— TASK LIST —
[1] Answer these questions from the passage on hepatocellular carcinoma, one per line, with answers labeled to match:
(a) What was the overall 5-year survival from 2003 to 2007 in the SEER Program database?
(b) How often does the AASLD recommend that ultrasound be performed in patients with chronic hepatitis B or cirrhosis?
(c) Why are large administrative databases often used to study HCC outcomes?
[2] Transcribe the passage on hepatocellular carcinoma word for word, starting with "Surveillance for HCC has" and going on through "for HCC [6].".
[3] List every abbreviation that the passage on hepatocellular carcinoma defines, each with its expansion.

Hepatocellular carcinoma (HCC) has emerged as an area in urgent need of epidemiologic and outcomes research due to the continuing rise in incidence and mortality over time [1]. The overall 5-year survival from 2003 to 2007 was 14% in the Surveillance, Epidemiology, and End Results (SEER) Program database of the National Cancer Institute [2]. Although this survival rate may be disheartening, subsets of patients with limited tumor burden at diagnosis are candidates for curative therapies including liver transplantation, resection, or tumor ablation. These patients have significantly improved survival; specifically, patients receiving liver transplantation for early-stage disease have 5-year survival of over 70% [3].

Surveillance for HCC has been recommended by multiple professional societies with the goal of identifying patients with HCC in early stages of disease who would be candidates for curative therapies [4, 5]. The recommendation from the American Association for the Study of Liver Diseases (AASLD) is for ultrasound (US) to be performed every 6 months in patients with chronic hepatitis B or cirrhosis [4]. Use of alpha fetoprotein (AFP) for surveillance or diagnostic purposes is not endorsed in these guidelines. Though clinical guidelines support HCC surveillance, there are few randomized controlled trials showing mortality benefit of surveillance for HCC [6].

Observational studies of surveillance are important because they may provide additional data to support or refute the value of surveillance in a setting where randomizing patients to a no-surveillance group would be ethically and logistically difficult. Single-center studies of HCC outcomes are underpowered to detect significant differences in outcomes for HCC, and thus large administrative databases are often used to increase power to detect potential differences.

— GIVEN RECORDS —
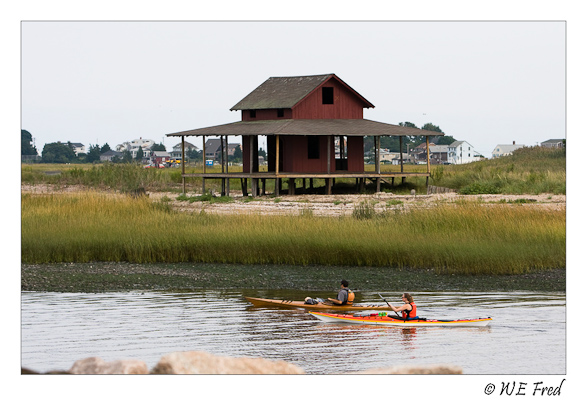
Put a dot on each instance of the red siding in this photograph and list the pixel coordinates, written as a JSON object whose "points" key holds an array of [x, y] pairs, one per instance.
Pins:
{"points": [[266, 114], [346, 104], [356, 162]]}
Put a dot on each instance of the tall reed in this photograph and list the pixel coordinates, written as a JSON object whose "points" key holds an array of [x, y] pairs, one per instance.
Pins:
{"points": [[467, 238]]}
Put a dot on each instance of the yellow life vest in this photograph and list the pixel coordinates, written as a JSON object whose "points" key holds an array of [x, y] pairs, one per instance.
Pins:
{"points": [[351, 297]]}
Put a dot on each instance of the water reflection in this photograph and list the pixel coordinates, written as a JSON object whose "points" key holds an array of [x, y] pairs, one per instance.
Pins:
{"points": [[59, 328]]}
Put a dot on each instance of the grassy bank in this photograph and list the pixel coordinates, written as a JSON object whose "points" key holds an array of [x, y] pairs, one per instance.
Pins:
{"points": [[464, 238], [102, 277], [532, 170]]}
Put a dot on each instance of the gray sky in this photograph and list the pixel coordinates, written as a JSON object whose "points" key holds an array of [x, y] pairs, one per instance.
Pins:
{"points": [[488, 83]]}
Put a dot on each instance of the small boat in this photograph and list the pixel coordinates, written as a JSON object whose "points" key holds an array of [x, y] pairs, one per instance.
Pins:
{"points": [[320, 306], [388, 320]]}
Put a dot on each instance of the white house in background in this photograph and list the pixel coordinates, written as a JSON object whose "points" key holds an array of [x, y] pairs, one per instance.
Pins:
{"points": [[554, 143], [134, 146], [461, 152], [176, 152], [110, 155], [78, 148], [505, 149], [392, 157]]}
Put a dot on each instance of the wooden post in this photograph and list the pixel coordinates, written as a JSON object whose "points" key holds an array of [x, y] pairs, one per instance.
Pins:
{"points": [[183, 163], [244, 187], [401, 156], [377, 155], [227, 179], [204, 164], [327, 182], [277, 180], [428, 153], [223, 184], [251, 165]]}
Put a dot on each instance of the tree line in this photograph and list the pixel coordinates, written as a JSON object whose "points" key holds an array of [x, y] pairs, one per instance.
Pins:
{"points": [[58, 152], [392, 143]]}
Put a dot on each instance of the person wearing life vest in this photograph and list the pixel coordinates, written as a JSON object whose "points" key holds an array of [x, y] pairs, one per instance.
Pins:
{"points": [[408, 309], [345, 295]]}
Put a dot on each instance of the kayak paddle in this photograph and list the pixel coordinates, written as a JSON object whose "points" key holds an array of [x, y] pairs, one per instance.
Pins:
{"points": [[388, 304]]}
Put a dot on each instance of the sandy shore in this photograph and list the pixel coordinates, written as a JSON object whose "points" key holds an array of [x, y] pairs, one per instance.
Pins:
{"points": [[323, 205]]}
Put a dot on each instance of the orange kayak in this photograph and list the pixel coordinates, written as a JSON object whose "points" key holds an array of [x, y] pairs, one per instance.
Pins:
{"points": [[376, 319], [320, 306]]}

--

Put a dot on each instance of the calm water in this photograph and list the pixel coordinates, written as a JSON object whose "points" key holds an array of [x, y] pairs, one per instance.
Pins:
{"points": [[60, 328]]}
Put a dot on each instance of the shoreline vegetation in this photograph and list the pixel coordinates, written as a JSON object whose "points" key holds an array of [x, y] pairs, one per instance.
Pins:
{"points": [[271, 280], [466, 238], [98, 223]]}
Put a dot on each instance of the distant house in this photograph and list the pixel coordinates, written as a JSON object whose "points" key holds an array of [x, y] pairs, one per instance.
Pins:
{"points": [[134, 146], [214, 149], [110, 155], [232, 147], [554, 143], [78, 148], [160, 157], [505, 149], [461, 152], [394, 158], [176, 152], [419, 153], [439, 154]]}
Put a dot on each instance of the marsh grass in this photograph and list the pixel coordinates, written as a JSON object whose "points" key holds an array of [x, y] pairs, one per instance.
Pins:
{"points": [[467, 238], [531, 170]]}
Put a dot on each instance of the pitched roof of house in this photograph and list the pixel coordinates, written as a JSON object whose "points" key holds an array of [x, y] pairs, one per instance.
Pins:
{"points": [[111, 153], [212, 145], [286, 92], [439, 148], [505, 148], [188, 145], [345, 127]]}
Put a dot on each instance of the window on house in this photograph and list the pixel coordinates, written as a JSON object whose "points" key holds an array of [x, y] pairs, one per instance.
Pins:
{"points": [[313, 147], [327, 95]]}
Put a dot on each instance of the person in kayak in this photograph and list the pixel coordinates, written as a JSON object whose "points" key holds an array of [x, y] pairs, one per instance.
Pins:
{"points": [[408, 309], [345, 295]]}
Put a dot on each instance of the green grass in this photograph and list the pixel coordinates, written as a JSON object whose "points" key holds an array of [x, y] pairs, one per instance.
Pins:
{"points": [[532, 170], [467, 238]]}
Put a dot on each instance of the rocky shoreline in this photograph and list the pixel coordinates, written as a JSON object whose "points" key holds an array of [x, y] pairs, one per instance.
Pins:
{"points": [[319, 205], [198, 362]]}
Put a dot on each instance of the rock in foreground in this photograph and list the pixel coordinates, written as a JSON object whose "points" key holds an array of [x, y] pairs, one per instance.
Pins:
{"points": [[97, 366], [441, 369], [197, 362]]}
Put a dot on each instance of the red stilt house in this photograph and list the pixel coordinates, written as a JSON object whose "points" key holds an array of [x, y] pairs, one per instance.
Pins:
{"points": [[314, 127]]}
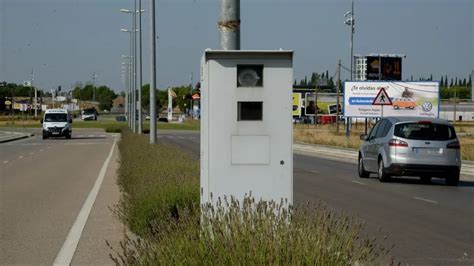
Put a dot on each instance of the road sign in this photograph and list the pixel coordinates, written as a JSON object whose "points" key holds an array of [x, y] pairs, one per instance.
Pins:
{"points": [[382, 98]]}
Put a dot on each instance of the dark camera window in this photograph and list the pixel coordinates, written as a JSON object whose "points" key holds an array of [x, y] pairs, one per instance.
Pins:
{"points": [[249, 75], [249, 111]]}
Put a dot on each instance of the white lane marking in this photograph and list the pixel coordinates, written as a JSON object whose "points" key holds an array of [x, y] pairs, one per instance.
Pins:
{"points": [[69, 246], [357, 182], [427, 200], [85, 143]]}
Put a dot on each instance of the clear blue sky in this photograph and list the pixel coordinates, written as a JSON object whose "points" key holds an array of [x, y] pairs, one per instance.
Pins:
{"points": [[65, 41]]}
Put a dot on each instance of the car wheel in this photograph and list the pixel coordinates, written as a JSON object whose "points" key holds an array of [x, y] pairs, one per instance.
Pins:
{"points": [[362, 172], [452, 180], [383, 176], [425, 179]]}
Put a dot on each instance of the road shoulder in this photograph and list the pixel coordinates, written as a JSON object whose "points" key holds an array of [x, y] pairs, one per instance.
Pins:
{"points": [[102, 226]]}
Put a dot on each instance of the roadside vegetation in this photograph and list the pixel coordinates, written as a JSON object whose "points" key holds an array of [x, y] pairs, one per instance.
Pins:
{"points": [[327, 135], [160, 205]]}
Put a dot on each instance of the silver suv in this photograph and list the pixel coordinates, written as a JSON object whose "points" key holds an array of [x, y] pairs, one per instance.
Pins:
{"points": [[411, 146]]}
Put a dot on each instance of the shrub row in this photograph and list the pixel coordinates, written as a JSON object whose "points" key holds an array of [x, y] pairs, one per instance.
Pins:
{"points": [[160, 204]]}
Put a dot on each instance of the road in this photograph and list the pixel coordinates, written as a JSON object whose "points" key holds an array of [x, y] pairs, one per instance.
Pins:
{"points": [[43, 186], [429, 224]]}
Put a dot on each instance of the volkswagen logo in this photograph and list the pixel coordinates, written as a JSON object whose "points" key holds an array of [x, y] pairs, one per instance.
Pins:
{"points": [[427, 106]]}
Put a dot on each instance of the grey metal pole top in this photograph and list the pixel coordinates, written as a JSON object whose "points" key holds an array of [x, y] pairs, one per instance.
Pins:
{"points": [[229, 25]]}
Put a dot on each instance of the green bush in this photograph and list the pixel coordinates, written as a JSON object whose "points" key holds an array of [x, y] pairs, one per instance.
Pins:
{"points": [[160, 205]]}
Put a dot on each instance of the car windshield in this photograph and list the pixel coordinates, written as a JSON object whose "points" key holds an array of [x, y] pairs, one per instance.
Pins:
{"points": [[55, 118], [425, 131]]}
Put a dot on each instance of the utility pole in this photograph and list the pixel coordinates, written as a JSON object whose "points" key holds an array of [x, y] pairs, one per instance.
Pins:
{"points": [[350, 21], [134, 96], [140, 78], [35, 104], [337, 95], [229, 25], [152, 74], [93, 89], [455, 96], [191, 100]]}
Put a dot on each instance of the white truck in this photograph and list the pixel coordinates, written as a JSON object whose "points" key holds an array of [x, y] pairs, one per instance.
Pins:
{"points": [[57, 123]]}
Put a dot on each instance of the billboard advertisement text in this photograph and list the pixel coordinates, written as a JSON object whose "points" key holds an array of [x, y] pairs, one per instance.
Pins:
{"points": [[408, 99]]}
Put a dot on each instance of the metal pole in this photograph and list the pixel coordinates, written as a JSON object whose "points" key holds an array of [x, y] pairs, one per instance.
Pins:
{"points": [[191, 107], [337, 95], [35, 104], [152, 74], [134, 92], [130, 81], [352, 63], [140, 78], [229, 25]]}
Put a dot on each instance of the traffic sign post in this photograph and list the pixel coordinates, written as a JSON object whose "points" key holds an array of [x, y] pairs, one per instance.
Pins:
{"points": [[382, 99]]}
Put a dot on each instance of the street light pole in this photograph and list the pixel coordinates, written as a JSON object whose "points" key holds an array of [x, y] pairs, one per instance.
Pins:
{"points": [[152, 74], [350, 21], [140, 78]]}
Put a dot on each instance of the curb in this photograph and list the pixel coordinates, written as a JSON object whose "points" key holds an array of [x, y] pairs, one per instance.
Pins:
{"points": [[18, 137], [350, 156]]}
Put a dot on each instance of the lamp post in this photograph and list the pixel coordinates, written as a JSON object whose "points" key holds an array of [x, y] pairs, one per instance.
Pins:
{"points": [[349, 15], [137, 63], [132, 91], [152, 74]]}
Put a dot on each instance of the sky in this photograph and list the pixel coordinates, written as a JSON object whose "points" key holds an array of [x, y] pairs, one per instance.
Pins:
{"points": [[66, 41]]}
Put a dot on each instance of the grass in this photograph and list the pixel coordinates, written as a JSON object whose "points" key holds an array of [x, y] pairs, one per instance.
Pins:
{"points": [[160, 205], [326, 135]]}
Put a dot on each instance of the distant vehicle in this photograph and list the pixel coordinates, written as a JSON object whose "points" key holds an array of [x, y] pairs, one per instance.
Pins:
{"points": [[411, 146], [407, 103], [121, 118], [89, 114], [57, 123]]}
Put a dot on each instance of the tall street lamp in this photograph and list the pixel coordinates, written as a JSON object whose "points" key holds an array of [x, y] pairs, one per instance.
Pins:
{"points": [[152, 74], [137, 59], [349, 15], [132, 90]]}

---

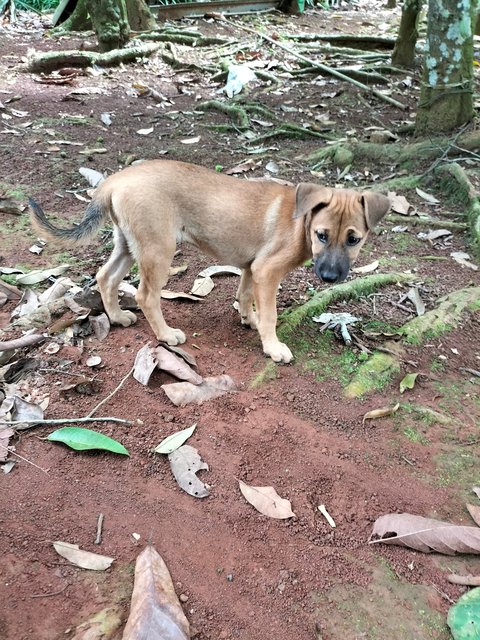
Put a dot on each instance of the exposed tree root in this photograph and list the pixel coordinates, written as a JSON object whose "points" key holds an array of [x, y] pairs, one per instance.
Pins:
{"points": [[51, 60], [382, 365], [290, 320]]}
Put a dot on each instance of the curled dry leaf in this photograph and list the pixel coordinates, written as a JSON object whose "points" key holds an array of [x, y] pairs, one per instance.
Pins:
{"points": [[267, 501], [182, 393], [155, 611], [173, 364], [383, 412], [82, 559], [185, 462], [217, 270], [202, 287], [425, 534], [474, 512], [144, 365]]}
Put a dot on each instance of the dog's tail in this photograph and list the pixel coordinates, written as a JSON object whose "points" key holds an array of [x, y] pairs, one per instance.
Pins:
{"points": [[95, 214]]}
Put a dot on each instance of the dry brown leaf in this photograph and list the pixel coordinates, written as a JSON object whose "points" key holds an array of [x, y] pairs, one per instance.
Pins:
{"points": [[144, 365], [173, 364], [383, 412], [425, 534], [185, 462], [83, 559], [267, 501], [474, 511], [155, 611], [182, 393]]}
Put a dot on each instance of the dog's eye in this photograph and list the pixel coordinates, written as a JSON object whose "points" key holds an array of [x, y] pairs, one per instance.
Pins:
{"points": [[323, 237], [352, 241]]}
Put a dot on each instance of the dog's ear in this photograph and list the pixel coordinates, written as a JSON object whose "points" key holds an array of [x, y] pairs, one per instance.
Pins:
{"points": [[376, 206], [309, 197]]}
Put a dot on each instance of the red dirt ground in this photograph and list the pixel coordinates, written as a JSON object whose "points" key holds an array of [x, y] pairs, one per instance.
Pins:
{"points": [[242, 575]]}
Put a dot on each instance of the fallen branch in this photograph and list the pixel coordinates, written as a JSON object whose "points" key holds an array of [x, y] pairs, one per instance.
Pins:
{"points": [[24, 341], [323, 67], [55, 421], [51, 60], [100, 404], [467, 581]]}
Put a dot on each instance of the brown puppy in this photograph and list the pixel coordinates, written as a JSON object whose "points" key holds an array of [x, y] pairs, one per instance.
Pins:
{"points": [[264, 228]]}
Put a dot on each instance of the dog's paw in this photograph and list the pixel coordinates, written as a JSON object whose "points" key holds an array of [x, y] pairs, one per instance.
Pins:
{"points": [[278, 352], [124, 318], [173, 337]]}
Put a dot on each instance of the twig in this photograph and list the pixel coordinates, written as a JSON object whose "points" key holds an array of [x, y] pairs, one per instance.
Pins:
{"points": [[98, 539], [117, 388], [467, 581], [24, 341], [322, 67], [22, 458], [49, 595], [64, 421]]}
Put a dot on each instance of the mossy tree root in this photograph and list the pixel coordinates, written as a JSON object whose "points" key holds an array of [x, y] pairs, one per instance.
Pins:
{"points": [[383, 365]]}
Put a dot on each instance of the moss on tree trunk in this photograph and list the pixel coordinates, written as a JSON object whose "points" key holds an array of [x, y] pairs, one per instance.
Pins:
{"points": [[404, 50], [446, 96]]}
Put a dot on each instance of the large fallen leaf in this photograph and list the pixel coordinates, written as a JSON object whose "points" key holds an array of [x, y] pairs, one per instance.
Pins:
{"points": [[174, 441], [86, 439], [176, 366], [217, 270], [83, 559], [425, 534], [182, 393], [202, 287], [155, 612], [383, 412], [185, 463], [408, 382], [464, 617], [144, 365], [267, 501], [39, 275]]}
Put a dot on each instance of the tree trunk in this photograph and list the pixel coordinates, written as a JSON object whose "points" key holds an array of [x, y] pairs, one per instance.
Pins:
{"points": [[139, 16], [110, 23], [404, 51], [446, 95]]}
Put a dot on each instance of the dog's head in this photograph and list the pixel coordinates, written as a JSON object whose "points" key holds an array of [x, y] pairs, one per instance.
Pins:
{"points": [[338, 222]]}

— RESPONSE LIST —
[1]
(a) 14%
(b) Every 6 months
(c) To increase power to detect potential differences, since single-center studies are underpowered to detect significant differences in HCC outcomes.

[2]
Surveillance for HCC has been recommended by multiple professional societies with the goal of identifying patients with HCC in early stages of disease who would be candidates for curative therapies [4, 5]. The recommendation from the American Association for the Study of Liver Diseases (AASLD) is for ultrasound (US) to be performed every 6 months in patients with chronic hepatitis B or cirrhosis [4]. Use of alpha fetoprotein (AFP) for surveillance or diagnostic purposes is not endorsed in these guidelines. Though clinical guidelines support HCC surveillance, there are few randomized controlled trials showing mortality benefit of surveillance for HCC [6].

[3]
HCC: Hepatocellular carcinoma
SEER: Surveillance, Epidemiology, and End Results
AASLD: American Association for the Study of Liver Diseases
US: ultrasound
AFP: alpha fetoprotein